#### Activity list
- 1) In the article on Jake Canter, output the passage from "During the 2025–26" up to and including "score of 79.36.".
- 2) According to the Jake Canter article, for how many days was Canter kept in a medically-induced coma?

#### Study text
****************************************
Jake Canter

Personal information
- Born: July 19, 2003 (age 22) Evergreen, Colorado, U.S.
- Home town: Silverthorne, Colorado, U.S.

Sport
- Country: United States
- Sport: Snowboarding
- Event: Slopestyle

Medal record
Men's snowboarding
Representing the United States
Olympic Games
| Bronze medal – third place | 2026 Milano Cortina | Slopestyle |

= Jake Canter =

American snowboarder (born 2003)

Jake Canter (born July 19, 2003) is an American snowboarder. He represented the United States at the 2026 Winter Olympics and won a bronze medal in slopestyle.

==Personal life==
In 2016, when Canter was practicing on a trampoline an accident occurred when another athlete on a neighboring trampoline lost his balance mid-air and the two collided. This resulted in a fractured skull, a traumatic head injury and a brain bleed for Canter. Then, in the spring of 2017, the trampolining injury resulted in a more serious health condition, as spinal fluid was leaking due to the injury. The leakage led to bacterial meningitis, and Canter was placed in a medically-induced coma for six days. He had his ear drum removed due to an infection stemming from the meningitis, which left him deaf in his right ear.

==Career==
During the 2021–22 FIS Snowboard World Cup, Canter earned his first career World Cup podium on January 15, 2022, finishing in third place.

During the 2025–26 FIS Snowboard World Cup, Canter earned his first World Cup win, with a score of 85.16. With his win he qualified to represent the United States at the 2026 Winter Olympics. He won a bronze medal in the slopestyle event with a score of 79.36.
****************************************
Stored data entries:
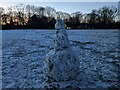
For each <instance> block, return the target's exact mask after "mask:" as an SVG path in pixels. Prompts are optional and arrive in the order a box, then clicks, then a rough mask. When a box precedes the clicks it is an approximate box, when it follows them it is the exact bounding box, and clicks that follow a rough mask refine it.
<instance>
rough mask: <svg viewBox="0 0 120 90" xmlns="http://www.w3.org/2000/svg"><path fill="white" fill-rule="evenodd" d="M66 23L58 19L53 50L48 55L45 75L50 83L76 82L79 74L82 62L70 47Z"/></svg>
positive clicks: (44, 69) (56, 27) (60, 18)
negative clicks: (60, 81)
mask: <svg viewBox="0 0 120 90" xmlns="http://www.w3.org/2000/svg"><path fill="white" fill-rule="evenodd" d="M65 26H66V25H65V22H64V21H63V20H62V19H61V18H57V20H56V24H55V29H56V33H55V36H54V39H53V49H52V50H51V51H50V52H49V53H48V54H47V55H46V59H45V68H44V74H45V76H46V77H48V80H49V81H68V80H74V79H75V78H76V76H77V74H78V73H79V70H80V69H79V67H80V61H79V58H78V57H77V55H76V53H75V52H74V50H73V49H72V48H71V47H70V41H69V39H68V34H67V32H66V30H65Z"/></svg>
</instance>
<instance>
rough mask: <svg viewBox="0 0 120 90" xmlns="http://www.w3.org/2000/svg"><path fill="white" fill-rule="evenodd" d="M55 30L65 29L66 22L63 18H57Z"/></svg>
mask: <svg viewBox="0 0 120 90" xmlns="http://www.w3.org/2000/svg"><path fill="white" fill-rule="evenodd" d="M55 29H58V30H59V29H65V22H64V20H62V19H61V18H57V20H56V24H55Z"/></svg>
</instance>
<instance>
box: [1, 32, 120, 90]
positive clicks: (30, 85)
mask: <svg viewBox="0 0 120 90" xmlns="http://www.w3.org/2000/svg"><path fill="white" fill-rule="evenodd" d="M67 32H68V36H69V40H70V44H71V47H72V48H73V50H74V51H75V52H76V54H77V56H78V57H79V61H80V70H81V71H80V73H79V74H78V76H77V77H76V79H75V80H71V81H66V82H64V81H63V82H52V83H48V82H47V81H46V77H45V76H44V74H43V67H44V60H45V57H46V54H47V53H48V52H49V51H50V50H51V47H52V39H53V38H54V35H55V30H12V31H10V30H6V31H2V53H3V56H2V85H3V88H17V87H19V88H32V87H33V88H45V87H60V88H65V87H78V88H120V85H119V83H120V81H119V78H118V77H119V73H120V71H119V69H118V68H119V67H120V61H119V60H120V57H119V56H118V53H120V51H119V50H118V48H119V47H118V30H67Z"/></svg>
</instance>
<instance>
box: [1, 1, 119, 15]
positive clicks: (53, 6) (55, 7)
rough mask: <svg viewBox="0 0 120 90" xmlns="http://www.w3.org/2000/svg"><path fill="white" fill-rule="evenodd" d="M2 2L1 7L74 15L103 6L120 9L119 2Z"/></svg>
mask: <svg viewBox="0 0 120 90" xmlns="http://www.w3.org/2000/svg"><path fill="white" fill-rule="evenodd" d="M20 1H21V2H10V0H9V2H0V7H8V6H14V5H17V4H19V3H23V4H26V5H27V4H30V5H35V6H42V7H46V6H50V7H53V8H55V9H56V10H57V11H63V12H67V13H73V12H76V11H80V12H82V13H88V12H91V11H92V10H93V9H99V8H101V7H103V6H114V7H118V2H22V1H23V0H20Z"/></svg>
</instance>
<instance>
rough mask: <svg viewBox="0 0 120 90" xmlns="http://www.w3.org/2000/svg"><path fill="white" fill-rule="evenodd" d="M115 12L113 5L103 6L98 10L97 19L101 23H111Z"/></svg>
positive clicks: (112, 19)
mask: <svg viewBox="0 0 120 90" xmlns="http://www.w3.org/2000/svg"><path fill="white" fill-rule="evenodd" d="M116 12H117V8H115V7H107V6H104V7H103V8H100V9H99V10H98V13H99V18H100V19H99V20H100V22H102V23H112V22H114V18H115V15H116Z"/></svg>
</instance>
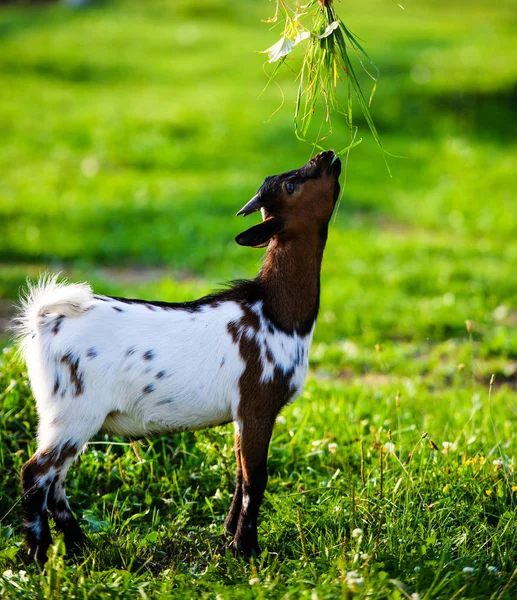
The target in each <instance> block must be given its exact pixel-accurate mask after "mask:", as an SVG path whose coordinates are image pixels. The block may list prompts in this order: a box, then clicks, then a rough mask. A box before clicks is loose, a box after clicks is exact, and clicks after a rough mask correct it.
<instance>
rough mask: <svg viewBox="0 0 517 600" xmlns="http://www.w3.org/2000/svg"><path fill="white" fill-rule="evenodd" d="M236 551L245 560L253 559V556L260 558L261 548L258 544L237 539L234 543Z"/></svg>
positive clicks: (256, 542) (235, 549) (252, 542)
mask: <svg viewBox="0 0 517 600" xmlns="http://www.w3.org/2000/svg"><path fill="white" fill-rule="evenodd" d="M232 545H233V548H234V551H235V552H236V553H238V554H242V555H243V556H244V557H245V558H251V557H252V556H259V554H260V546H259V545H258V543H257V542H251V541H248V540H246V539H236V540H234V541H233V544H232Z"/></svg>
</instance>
****************************************
#### Responses for each task
- 1)
During the 2025–26 FIS Snowboard World Cup, Canter earned his first World Cup win, with a score of 85.16. With his win he qualified to represent the United States at the 2026 Winter Olympics. He won a bronze medal in the slopestyle event with a score of 79.36.

- 2) Six days.